Goal
Write out the material line for line, from its first line through the line that contains "[64,124,139,280]", with both ends included. Leave the pictures out.

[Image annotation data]
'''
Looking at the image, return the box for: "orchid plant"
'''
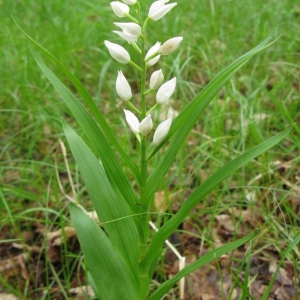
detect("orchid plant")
[14,0,290,300]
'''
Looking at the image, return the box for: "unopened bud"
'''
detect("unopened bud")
[148,0,177,21]
[122,0,136,5]
[116,71,132,101]
[149,70,164,90]
[139,115,153,136]
[145,42,160,67]
[110,1,129,18]
[153,118,172,146]
[113,22,142,43]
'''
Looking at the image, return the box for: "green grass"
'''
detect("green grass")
[0,0,300,299]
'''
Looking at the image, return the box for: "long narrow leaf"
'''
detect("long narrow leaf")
[32,49,138,212]
[70,203,138,300]
[13,18,140,183]
[146,33,274,203]
[142,126,292,269]
[147,230,259,300]
[64,124,139,280]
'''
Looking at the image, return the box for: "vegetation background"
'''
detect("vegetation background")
[0,0,300,299]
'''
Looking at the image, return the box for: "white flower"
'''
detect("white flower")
[124,109,140,134]
[149,69,164,90]
[153,118,172,146]
[122,0,136,5]
[156,77,176,104]
[145,42,160,67]
[116,71,132,101]
[110,1,129,18]
[148,0,177,21]
[139,115,153,136]
[158,36,183,55]
[104,41,130,64]
[113,22,142,43]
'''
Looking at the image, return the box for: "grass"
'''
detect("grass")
[0,0,300,299]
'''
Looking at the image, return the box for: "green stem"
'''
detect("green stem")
[147,103,160,115]
[140,39,147,204]
[126,101,141,115]
[129,60,143,72]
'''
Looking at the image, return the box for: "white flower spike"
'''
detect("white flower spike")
[149,69,164,90]
[124,109,140,134]
[122,0,136,5]
[145,42,160,67]
[148,0,177,21]
[113,22,142,43]
[158,36,183,55]
[116,71,132,101]
[153,118,172,146]
[156,77,176,104]
[104,41,130,64]
[110,1,129,18]
[139,115,153,136]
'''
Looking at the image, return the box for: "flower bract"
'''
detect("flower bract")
[156,77,176,104]
[124,109,140,134]
[158,36,183,55]
[104,41,130,64]
[149,69,164,90]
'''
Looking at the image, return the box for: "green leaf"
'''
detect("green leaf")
[32,49,139,212]
[145,33,274,204]
[64,124,139,281]
[13,18,140,183]
[70,203,138,300]
[147,230,259,300]
[142,126,292,269]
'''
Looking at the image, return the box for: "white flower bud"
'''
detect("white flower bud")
[113,22,142,43]
[148,0,177,21]
[139,115,153,136]
[122,0,136,5]
[153,118,172,146]
[149,69,164,90]
[116,71,132,101]
[156,77,176,104]
[113,30,138,43]
[124,109,140,134]
[110,1,129,18]
[158,36,183,55]
[114,22,142,37]
[104,41,130,64]
[145,42,160,67]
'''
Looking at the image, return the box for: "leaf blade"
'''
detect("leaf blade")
[147,230,259,300]
[32,49,138,211]
[70,203,138,300]
[146,32,275,203]
[64,123,139,281]
[142,126,293,269]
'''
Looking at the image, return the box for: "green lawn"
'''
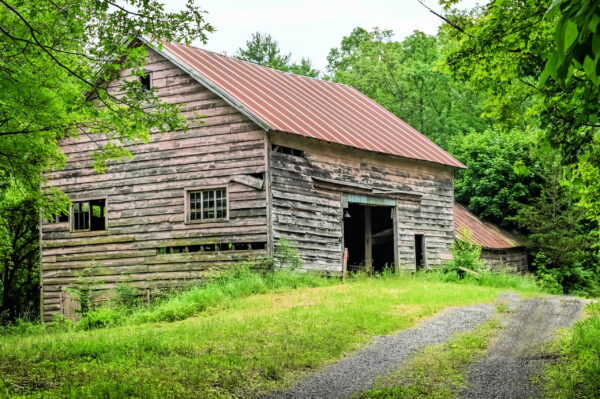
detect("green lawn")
[542,302,600,399]
[0,273,536,398]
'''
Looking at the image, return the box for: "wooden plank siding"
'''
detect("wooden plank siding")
[41,50,269,320]
[269,132,454,274]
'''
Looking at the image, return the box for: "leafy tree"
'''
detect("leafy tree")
[0,0,212,322]
[0,187,40,324]
[235,32,320,77]
[449,129,545,229]
[514,153,600,295]
[327,28,486,146]
[436,0,600,228]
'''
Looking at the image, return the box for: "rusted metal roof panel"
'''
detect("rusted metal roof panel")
[454,203,524,249]
[146,41,464,168]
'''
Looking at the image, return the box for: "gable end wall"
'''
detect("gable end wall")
[42,50,268,320]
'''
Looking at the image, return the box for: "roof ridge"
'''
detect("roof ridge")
[171,43,358,90]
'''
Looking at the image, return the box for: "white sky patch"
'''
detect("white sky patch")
[167,0,477,71]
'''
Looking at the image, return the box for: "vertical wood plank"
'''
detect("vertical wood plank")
[365,206,373,272]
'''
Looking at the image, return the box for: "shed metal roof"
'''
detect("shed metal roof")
[144,40,465,168]
[454,203,524,249]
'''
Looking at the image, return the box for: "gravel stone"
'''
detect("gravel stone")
[460,295,585,399]
[270,304,495,399]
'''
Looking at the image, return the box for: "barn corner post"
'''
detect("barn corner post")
[38,208,44,323]
[264,129,275,258]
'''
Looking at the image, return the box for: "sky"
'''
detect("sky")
[167,0,476,71]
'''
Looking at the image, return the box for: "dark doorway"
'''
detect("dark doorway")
[344,203,395,272]
[415,234,425,270]
[344,204,366,271]
[369,206,395,272]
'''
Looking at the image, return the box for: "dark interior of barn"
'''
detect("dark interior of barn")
[344,203,394,272]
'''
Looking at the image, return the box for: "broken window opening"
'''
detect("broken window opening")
[72,199,106,231]
[188,188,227,221]
[271,144,304,158]
[140,72,152,91]
[156,242,267,255]
[415,234,426,270]
[45,213,69,224]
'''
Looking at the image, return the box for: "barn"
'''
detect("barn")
[454,203,528,274]
[41,41,464,319]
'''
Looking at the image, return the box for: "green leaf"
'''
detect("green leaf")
[564,19,578,49]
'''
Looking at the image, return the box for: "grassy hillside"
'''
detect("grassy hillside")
[0,272,536,398]
[543,302,600,398]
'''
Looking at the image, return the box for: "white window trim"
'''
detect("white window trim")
[69,197,108,234]
[183,188,230,224]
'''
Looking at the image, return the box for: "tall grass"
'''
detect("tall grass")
[0,269,544,398]
[0,262,542,336]
[545,302,600,398]
[404,269,544,294]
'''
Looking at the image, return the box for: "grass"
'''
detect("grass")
[542,302,600,398]
[359,309,502,399]
[0,271,539,398]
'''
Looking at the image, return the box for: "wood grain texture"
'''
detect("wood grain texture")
[269,132,454,274]
[41,50,267,320]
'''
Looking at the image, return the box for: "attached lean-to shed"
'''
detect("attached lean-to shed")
[42,40,464,319]
[454,203,528,273]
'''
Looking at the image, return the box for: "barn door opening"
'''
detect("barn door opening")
[415,234,425,270]
[344,203,395,272]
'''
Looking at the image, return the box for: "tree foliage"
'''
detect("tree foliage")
[449,129,545,229]
[235,32,320,77]
[327,28,487,147]
[513,154,600,295]
[444,0,600,225]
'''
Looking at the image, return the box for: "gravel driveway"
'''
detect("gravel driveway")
[270,294,585,399]
[460,297,585,399]
[271,305,495,399]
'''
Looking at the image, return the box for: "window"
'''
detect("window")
[140,72,152,91]
[72,199,106,231]
[271,144,304,158]
[415,234,426,270]
[46,213,69,224]
[188,188,227,222]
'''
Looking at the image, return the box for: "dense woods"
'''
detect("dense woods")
[0,0,600,323]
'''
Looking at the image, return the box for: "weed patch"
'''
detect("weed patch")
[543,302,600,398]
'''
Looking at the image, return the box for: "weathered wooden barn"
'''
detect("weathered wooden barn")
[454,203,528,274]
[42,39,463,319]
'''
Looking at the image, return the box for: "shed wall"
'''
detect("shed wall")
[42,50,268,319]
[481,247,528,274]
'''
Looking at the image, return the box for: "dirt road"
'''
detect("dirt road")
[460,297,584,399]
[271,294,584,399]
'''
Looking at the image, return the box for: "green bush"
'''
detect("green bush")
[77,308,124,330]
[273,238,302,270]
[443,227,482,281]
[545,302,600,398]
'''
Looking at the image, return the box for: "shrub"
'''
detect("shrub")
[443,227,482,278]
[77,308,123,330]
[545,302,600,398]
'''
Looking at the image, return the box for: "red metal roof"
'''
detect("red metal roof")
[145,40,464,168]
[454,203,523,249]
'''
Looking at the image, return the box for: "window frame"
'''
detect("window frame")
[69,197,108,234]
[139,70,153,91]
[184,184,230,224]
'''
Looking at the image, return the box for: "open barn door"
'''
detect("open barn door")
[343,195,396,272]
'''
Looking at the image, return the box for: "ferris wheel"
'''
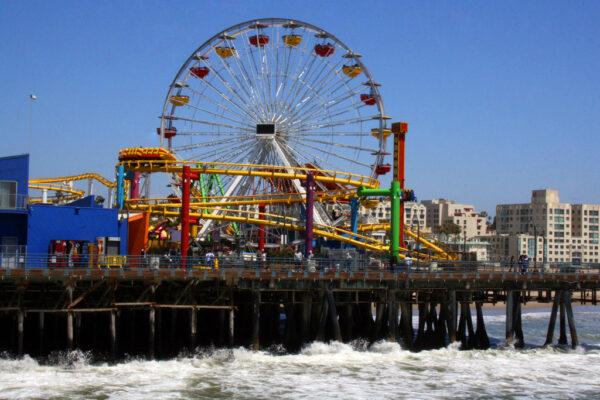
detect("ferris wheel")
[158,18,390,238]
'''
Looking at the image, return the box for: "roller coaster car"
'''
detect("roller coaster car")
[282,35,302,47]
[342,64,362,78]
[315,43,335,57]
[375,164,392,175]
[156,127,177,139]
[304,164,344,190]
[215,47,236,58]
[190,67,210,79]
[249,35,269,47]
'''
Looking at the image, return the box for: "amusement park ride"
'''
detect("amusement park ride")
[23,18,454,261]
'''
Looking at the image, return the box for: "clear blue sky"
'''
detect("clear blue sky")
[0,0,600,214]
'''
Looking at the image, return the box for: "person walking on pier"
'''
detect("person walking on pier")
[345,250,352,272]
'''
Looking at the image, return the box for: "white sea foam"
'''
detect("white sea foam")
[0,313,600,400]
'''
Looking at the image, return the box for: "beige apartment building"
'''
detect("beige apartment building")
[421,199,488,240]
[492,189,600,263]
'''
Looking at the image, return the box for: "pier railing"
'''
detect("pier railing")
[0,251,600,274]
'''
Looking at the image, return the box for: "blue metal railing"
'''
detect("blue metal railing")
[0,253,600,274]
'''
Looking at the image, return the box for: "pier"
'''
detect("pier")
[0,263,600,361]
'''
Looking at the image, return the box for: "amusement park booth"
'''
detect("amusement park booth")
[0,155,127,267]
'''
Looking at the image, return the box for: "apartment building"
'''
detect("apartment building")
[359,198,427,230]
[492,189,600,263]
[421,199,488,239]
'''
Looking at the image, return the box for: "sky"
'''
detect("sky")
[0,0,600,215]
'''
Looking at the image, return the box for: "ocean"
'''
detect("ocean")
[0,306,600,400]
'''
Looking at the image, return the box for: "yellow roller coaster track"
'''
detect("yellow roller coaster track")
[29,172,117,204]
[118,160,379,189]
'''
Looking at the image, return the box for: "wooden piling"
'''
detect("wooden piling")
[252,290,260,351]
[148,307,156,360]
[558,296,568,346]
[189,308,197,352]
[564,290,579,348]
[38,311,46,355]
[109,311,117,363]
[327,290,343,342]
[475,301,490,350]
[447,290,457,343]
[17,310,25,357]
[229,307,235,347]
[544,290,562,346]
[387,290,398,342]
[302,292,312,343]
[506,290,514,345]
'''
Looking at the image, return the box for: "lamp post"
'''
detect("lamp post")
[27,93,37,155]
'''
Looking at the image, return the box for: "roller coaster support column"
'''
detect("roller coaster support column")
[129,171,140,200]
[303,173,315,257]
[345,197,360,248]
[258,203,267,251]
[392,122,408,246]
[357,181,402,263]
[181,165,192,268]
[116,165,125,210]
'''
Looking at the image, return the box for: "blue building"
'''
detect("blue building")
[0,155,127,266]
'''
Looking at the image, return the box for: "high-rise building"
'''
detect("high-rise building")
[421,199,488,239]
[492,189,600,263]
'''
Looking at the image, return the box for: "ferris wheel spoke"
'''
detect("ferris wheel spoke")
[188,85,252,119]
[294,116,373,131]
[172,136,251,151]
[291,81,363,125]
[285,135,378,153]
[290,139,371,168]
[211,56,258,117]
[197,75,256,119]
[186,104,252,129]
[292,55,341,119]
[172,117,254,132]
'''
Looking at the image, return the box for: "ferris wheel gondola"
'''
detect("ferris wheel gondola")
[158,18,389,239]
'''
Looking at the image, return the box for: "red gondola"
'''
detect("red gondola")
[375,164,392,175]
[156,127,177,139]
[190,67,210,79]
[360,94,377,106]
[315,43,335,57]
[250,35,269,47]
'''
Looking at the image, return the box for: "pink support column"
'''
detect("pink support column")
[304,173,315,257]
[258,203,267,252]
[129,171,140,200]
[181,165,192,268]
[392,122,408,247]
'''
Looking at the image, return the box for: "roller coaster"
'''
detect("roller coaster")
[23,18,456,260]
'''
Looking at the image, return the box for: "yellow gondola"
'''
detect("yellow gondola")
[342,64,362,78]
[282,35,302,47]
[169,96,190,106]
[215,47,235,58]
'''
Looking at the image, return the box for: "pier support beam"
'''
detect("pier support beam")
[252,290,260,351]
[327,290,343,342]
[506,290,514,345]
[447,290,457,343]
[544,290,562,346]
[190,308,197,352]
[109,311,117,363]
[148,307,156,360]
[563,290,579,348]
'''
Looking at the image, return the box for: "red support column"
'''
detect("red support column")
[258,203,267,252]
[181,165,192,268]
[392,122,408,247]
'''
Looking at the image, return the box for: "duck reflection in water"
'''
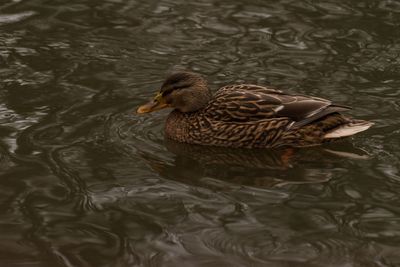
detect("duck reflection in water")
[142,139,368,188]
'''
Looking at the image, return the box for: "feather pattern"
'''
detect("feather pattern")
[138,72,373,148]
[166,84,372,148]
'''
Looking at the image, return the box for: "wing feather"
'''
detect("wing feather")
[206,84,350,127]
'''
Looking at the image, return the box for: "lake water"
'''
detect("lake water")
[0,0,400,267]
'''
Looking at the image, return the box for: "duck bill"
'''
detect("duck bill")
[136,100,169,114]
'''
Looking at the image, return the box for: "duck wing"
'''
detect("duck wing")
[206,85,350,128]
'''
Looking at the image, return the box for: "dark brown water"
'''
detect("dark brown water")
[0,0,400,267]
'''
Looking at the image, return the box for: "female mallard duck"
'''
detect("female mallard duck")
[137,72,373,148]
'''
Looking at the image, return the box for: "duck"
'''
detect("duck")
[137,71,373,148]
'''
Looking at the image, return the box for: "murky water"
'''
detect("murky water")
[0,0,400,267]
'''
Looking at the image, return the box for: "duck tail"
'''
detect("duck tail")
[324,120,374,139]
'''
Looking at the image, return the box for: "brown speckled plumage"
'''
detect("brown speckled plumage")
[138,72,372,148]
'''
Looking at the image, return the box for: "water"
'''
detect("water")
[0,0,400,267]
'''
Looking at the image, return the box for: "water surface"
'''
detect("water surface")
[0,0,400,267]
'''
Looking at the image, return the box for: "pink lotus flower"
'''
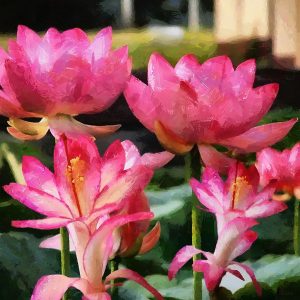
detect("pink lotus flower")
[4,136,159,229]
[190,162,287,232]
[31,213,163,300]
[256,143,300,200]
[0,26,131,140]
[37,140,174,256]
[168,218,261,295]
[125,53,296,154]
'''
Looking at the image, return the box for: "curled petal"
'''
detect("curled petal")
[105,269,163,300]
[198,144,235,174]
[168,246,201,280]
[138,222,161,254]
[31,275,91,300]
[3,183,72,218]
[154,121,194,154]
[11,218,72,230]
[49,115,121,138]
[7,118,49,140]
[232,261,262,297]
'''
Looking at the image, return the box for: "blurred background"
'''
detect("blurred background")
[0,0,300,300]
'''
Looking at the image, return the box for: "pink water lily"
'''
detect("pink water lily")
[256,143,300,200]
[125,53,296,154]
[190,161,287,232]
[168,218,261,295]
[31,213,163,300]
[4,136,153,229]
[0,26,131,140]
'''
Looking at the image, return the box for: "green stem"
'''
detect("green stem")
[110,257,119,296]
[60,228,70,300]
[185,147,202,300]
[294,199,300,256]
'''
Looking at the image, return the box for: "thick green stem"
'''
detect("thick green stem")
[60,228,70,300]
[185,147,202,300]
[294,199,300,256]
[110,257,119,296]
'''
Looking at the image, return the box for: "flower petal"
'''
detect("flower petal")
[219,119,297,152]
[168,246,201,280]
[11,218,72,230]
[22,156,59,198]
[198,144,235,174]
[105,269,164,300]
[3,183,72,218]
[31,275,91,300]
[138,222,161,255]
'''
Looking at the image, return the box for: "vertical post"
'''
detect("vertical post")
[188,0,200,31]
[121,0,134,27]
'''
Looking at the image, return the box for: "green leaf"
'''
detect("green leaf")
[0,232,60,300]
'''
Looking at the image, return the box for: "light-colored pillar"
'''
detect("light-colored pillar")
[188,0,200,31]
[121,0,134,27]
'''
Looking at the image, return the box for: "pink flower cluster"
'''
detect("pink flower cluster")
[0,26,300,300]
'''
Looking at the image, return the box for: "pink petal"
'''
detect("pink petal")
[232,261,262,297]
[190,177,224,213]
[100,140,125,191]
[138,222,161,255]
[31,275,91,300]
[22,156,59,198]
[168,246,201,280]
[54,136,101,216]
[105,269,164,300]
[219,119,297,152]
[90,26,112,60]
[94,165,153,209]
[175,54,200,82]
[3,183,72,218]
[198,144,235,174]
[245,200,287,219]
[83,213,153,284]
[214,218,257,266]
[141,151,175,169]
[124,76,157,132]
[11,218,72,230]
[39,234,75,252]
[193,260,225,291]
[148,53,179,90]
[49,116,121,139]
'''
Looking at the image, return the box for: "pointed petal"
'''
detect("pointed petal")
[193,260,225,291]
[218,119,297,153]
[154,121,194,154]
[148,53,179,90]
[54,136,101,216]
[22,156,59,198]
[232,261,262,297]
[3,183,72,218]
[7,118,49,140]
[138,222,161,255]
[124,76,157,132]
[94,165,153,209]
[49,116,121,139]
[198,144,235,174]
[168,246,201,280]
[31,275,90,300]
[39,234,75,252]
[11,218,72,230]
[83,213,153,284]
[105,269,164,300]
[190,176,224,213]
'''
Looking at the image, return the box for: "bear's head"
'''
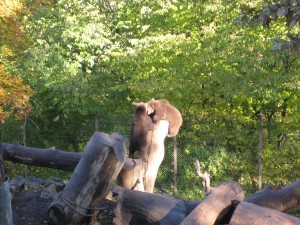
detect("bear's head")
[132,102,147,115]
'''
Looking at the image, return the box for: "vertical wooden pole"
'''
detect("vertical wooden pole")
[21,116,28,177]
[0,122,13,225]
[173,136,178,194]
[258,109,263,190]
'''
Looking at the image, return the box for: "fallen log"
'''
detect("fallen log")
[180,180,245,225]
[229,202,300,225]
[1,143,82,171]
[112,187,195,225]
[47,132,126,225]
[245,180,300,212]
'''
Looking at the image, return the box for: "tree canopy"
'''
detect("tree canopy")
[0,0,300,197]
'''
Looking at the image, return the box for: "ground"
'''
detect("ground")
[12,189,52,225]
[12,189,116,225]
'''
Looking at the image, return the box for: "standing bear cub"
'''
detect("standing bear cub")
[146,99,182,137]
[129,102,154,161]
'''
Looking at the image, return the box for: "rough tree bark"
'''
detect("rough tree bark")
[180,180,245,225]
[1,143,82,171]
[118,158,147,191]
[144,120,169,193]
[47,132,126,225]
[245,180,300,212]
[118,120,169,193]
[229,202,300,225]
[113,187,191,225]
[0,133,13,225]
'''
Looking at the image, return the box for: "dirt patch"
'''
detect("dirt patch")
[12,189,52,225]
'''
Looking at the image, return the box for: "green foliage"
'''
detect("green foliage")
[3,0,300,198]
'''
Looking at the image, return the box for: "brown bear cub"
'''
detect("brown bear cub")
[129,102,154,161]
[146,99,182,137]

Result
'''
Looking at the image, return the box for: "orchid plant"
'''
detect("orchid plant")
[14,0,290,300]
'''
Looking at the image, return the box for: "unopened bud"
'''
detect("unopened bud")
[148,0,177,21]
[122,0,136,5]
[116,71,132,101]
[149,70,164,90]
[139,115,153,136]
[145,42,160,67]
[110,1,129,18]
[153,118,172,146]
[113,22,142,43]
'''
Looking at the image, return the box for: "green grass"
'''
detect("green grass")
[0,0,300,299]
'''
Looking at the image, return the box for: "long narrow leaf"
'''
detect("long narrow leaf")
[32,49,138,212]
[70,203,138,300]
[13,18,140,183]
[146,33,274,203]
[142,126,292,269]
[147,230,259,300]
[64,124,139,280]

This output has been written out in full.